Restate the material verbatim, every line included.

---- GIVEN ENTRIES

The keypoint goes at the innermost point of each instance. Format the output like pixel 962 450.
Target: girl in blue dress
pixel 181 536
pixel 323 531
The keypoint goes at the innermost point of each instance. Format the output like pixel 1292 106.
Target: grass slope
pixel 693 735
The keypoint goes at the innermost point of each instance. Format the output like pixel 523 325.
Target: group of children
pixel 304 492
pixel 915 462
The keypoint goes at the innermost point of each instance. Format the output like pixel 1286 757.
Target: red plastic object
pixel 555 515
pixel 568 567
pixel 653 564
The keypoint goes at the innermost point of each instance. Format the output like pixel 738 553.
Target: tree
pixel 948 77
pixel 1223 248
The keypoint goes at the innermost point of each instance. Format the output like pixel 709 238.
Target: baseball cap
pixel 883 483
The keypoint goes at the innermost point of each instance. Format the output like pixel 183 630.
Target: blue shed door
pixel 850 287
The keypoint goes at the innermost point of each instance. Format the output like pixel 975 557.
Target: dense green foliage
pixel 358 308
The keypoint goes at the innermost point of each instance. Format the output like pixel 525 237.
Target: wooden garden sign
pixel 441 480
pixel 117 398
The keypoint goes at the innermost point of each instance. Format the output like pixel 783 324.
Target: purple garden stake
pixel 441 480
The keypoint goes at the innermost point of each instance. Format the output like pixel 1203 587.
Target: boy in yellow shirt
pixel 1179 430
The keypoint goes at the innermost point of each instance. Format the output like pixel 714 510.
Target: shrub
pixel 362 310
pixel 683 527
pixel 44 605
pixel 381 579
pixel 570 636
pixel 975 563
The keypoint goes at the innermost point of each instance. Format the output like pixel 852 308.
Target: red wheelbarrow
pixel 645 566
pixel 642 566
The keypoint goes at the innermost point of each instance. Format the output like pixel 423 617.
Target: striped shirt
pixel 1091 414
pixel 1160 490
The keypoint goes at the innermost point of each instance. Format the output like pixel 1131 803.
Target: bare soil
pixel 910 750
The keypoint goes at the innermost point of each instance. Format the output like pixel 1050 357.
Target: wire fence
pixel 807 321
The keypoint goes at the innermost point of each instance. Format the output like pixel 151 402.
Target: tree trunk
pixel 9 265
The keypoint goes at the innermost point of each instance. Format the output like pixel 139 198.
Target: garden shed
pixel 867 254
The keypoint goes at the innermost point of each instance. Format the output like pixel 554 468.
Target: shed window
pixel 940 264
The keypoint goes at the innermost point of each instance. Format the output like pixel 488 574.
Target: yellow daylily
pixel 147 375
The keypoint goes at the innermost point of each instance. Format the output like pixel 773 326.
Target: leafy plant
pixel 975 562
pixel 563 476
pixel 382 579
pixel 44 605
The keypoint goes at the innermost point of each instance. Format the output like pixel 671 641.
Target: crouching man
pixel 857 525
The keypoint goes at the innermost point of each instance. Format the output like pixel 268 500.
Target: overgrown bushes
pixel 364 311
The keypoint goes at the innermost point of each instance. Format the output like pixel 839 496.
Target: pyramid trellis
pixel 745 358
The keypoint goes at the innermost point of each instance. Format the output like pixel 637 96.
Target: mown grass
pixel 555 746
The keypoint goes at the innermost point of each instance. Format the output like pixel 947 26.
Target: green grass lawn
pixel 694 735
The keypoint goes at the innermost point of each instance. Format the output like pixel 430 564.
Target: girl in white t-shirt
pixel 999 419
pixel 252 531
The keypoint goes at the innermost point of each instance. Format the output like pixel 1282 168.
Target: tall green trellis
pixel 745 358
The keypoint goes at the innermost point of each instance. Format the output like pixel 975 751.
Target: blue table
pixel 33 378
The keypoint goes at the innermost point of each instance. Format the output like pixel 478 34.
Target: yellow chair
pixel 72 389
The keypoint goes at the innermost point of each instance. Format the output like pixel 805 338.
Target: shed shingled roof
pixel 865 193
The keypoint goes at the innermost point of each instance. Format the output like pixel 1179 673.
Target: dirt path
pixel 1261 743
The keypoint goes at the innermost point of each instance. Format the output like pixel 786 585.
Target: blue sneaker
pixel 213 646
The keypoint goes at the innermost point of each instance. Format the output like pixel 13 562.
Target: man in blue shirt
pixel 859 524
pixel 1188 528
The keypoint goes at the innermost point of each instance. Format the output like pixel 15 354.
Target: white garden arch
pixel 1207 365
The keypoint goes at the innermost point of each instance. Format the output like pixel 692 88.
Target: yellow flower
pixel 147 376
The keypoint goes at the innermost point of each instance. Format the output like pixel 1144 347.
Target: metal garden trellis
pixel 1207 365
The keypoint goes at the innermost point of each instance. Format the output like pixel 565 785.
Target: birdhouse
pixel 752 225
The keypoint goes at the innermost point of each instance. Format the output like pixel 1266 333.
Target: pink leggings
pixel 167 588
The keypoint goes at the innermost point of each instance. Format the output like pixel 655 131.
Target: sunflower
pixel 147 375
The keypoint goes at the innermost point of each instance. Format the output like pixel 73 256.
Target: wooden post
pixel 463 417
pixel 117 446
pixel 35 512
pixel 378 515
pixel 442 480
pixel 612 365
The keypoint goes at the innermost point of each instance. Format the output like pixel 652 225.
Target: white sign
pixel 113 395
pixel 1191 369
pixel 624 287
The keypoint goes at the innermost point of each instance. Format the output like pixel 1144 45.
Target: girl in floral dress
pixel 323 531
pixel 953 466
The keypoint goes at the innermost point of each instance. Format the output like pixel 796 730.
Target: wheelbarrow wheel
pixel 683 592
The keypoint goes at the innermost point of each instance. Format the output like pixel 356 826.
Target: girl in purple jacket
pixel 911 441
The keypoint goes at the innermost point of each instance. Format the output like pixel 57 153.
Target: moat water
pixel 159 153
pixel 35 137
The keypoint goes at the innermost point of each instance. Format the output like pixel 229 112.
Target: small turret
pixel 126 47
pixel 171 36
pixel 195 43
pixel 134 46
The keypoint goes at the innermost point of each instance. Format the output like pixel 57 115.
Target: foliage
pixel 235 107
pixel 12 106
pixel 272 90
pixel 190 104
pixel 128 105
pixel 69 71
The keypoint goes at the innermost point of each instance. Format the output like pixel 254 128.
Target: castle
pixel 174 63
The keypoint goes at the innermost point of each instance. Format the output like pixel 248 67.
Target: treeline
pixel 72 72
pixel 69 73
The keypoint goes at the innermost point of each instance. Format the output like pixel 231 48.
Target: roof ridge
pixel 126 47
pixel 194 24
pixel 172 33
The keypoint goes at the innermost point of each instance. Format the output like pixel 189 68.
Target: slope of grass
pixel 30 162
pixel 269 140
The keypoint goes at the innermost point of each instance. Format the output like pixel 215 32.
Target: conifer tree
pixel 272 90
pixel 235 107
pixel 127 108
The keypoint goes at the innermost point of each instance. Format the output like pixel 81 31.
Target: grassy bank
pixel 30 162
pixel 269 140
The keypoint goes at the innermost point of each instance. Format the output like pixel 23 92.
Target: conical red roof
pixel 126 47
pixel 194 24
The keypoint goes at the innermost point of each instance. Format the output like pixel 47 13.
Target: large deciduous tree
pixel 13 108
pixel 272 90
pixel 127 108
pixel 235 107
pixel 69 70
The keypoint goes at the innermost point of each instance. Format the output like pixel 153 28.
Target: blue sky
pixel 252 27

--------

• _SOLVED PROBLEM_
The keypoint goes at the innermost point of each instance. Format the output like pixel 962 450.
Target: girl in blue dress
pixel 181 536
pixel 323 531
The keypoint goes at the innermost point of each instance. Format the output like pixel 1292 106.
Target: grass slope
pixel 693 735
The keypoint goes at the innermost point of each instance. Format the output like pixel 523 325.
Target: group of children
pixel 304 492
pixel 915 462
The keypoint goes at the innermost point of each instance. Format the output like pixel 1286 757.
Target: red plastic object
pixel 555 515
pixel 568 567
pixel 653 564
The keypoint goes at the innermost point of each instance. Format the output like pixel 738 553.
Target: tree
pixel 948 77
pixel 1223 248
The keypoint goes at the innermost point of each instance. Format the output like pixel 709 238.
Target: baseball cap
pixel 883 483
The keypoint goes at the innermost point of each instance. Format the output like pixel 183 630.
Target: blue shed door
pixel 850 287
The keypoint goes at the innermost point of each instance. Format the output like pixel 975 557.
Target: dense green foliage
pixel 358 308
The keypoint goes at the innermost point of each instance. Format the output like pixel 525 237.
Target: wooden garden sign
pixel 441 480
pixel 117 398
The keypoint goes at the innermost point of each instance. Format the output like pixel 783 324.
Target: purple garden stake
pixel 441 480
The keypoint goes at the innermost point of each instance. Format the output like pixel 1203 587.
Target: boy in yellow shirt
pixel 1179 430
The keypoint goes at the innermost point of each instance. Format the output like pixel 714 510.
Target: shrub
pixel 362 310
pixel 683 527
pixel 44 605
pixel 381 579
pixel 570 636
pixel 975 563
The keypoint goes at the innermost point of each instance. Format the output like pixel 852 308.
Target: red wheelbarrow
pixel 645 566
pixel 642 566
The keypoint goes at the innermost point of each instance. Format the output like pixel 423 617.
Target: striped shirt
pixel 1091 414
pixel 1160 490
The keypoint goes at the innermost point of each instance. Format the output like pixel 1131 803.
Target: bare soil
pixel 910 750
The keypoint goes at the innermost point of each instance. Format the output like pixel 1050 357.
Target: wire fence
pixel 807 321
The keypoint goes at the innermost point of each instance. Format the output like pixel 151 402.
Target: tree trunk
pixel 9 265
The keypoint goes at the innermost point of each instance. Format the output like pixel 139 198.
Target: garden shed
pixel 867 254
The keypoint goes at the innermost point of each instance. Format the output like pixel 554 468.
Target: shed window
pixel 940 264
The keypoint goes at the innermost point of each instance. Format the output like pixel 488 574.
Target: yellow daylily
pixel 147 375
The keypoint goes at the innermost point of each instance. Format the output like pixel 773 326.
Target: leafy plant
pixel 975 562
pixel 563 476
pixel 382 579
pixel 44 605
The keypoint goes at the innermost point of each instance. Format the output like pixel 671 641.
Target: crouching man
pixel 857 525
The keypoint goes at the innermost point of each instance. Format the output like pixel 268 500.
Target: overgrown bushes
pixel 364 311
The keypoint goes at the innermost point of each instance. Format the output like pixel 839 496.
Target: pyramid trellis
pixel 745 358
The keypoint goes at the innermost point of each instance. Format the output like pixel 637 96.
Target: mown grass
pixel 555 746
The keypoint goes at the innermost point of each instance. Format the output like pixel 947 26.
Target: green grass lawn
pixel 694 735
The keypoint goes at the innermost point of each instance. Format the output like pixel 430 564.
Target: girl in white t-shirt
pixel 999 419
pixel 252 531
The keypoint goes at the innermost point of each instance. Format the output like pixel 1282 168.
Target: tall green trellis
pixel 745 358
The keypoint goes at the innermost point of each instance. Format the output like pixel 975 751.
Target: blue table
pixel 33 378
The keypoint goes at the innermost point of each instance. Format the output like pixel 478 34.
Target: yellow chair
pixel 72 389
The keypoint goes at the innermost point of each instance. Format the output like pixel 805 338.
Target: shed shingled roof
pixel 865 193
The keypoint goes at the innermost point of each instance. Format the output like pixel 1179 673.
Target: dirt path
pixel 1261 743
The keypoint goes at the innermost point of each instance. Format the output like pixel 786 585.
Target: blue sneaker
pixel 213 646
The keypoint goes at the innermost point of each instance. Format the output like pixel 13 562.
Target: man in blue shirt
pixel 859 524
pixel 1188 528
The keypoint goes at the innermost point of each instance. Format the output like pixel 15 354.
Target: white garden arch
pixel 1207 365
The keypoint goes at the innermost point of each instance. Format the output like pixel 692 88.
Target: yellow flower
pixel 147 376
The keypoint goes at the innermost point of each instance. Format the output like pixel 1144 347.
Target: metal garden trellis
pixel 1207 365
The keypoint goes at the innermost point of each instance. Format the output like pixel 565 785.
Target: birdhouse
pixel 752 225
The keypoint goes at the innermost point of each instance. Format the output like pixel 1266 333.
Target: pink leggings
pixel 167 588
The keypoint goes at the innermost point of each instance. Format the output like pixel 655 131.
Target: sunflower
pixel 147 375
The keypoint goes at the innermost point of each instance. Format the output like pixel 73 256.
Target: wooden post
pixel 463 417
pixel 117 446
pixel 35 512
pixel 378 515
pixel 442 480
pixel 612 365
The keypoint goes at the innermost point of each instance. Format the output like pixel 652 225.
Target: white sign
pixel 113 395
pixel 1191 369
pixel 624 287
The keypoint goes at the innermost point of each instance. Format the output like pixel 1144 45.
Target: girl in floral dress
pixel 323 531
pixel 953 466
The keypoint goes at the innermost point of each instance. Format the output like pixel 796 730.
Target: wheelbarrow wheel
pixel 683 592
The keypoint goes at the innermost point of each instance. Format the output like pixel 356 826.
Target: girl in purple jacket
pixel 911 441
The keypoint goes at the innermost point of each instance. Format the output like pixel 57 153.
Target: moat water
pixel 159 153
pixel 35 137
The keypoint goes at the innermost point of each instance. Format the output like pixel 229 112.
Target: small turret
pixel 126 47
pixel 171 36
pixel 195 43
pixel 134 46
The keypoint goes at the innermost point of each instance. Format the output like pixel 57 115.
Target: foliage
pixel 235 107
pixel 12 106
pixel 272 90
pixel 190 104
pixel 128 105
pixel 69 71
The keypoint goes at the innermost point of each instance. Format the output like pixel 254 128.
Target: castle
pixel 174 63
The keypoint goes at the innermost point of each instance. Format the output like pixel 248 67.
Target: treeline
pixel 72 72
pixel 69 73
The keypoint goes at the innermost point of each instance. Format the output like pixel 231 48.
Target: roof ridge
pixel 126 47
pixel 194 24
pixel 172 33
The keypoint goes at the innermost point of each instance. Format the output like pixel 189 68.
Target: slope of grass
pixel 30 162
pixel 269 140
The keypoint goes at the innermost point of each instance. Format the output like pixel 215 32.
Target: conifer tree
pixel 272 90
pixel 235 107
pixel 127 108
The keypoint goes at the innermost point of each instance. Format the output like pixel 81 31.
Target: grassy bank
pixel 30 162
pixel 269 140
The keypoint goes at the innermost point of each instance. Format the output like pixel 23 92.
Target: conical red roof
pixel 126 47
pixel 194 24
The keypoint goes at the innermost point of each instance. Format the output like pixel 47 13.
Target: large deciduous tree
pixel 13 108
pixel 272 90
pixel 127 108
pixel 235 107
pixel 69 70
The keypoint goes at the innermost point of each instance. Format the output like pixel 153 28.
Target: blue sky
pixel 252 27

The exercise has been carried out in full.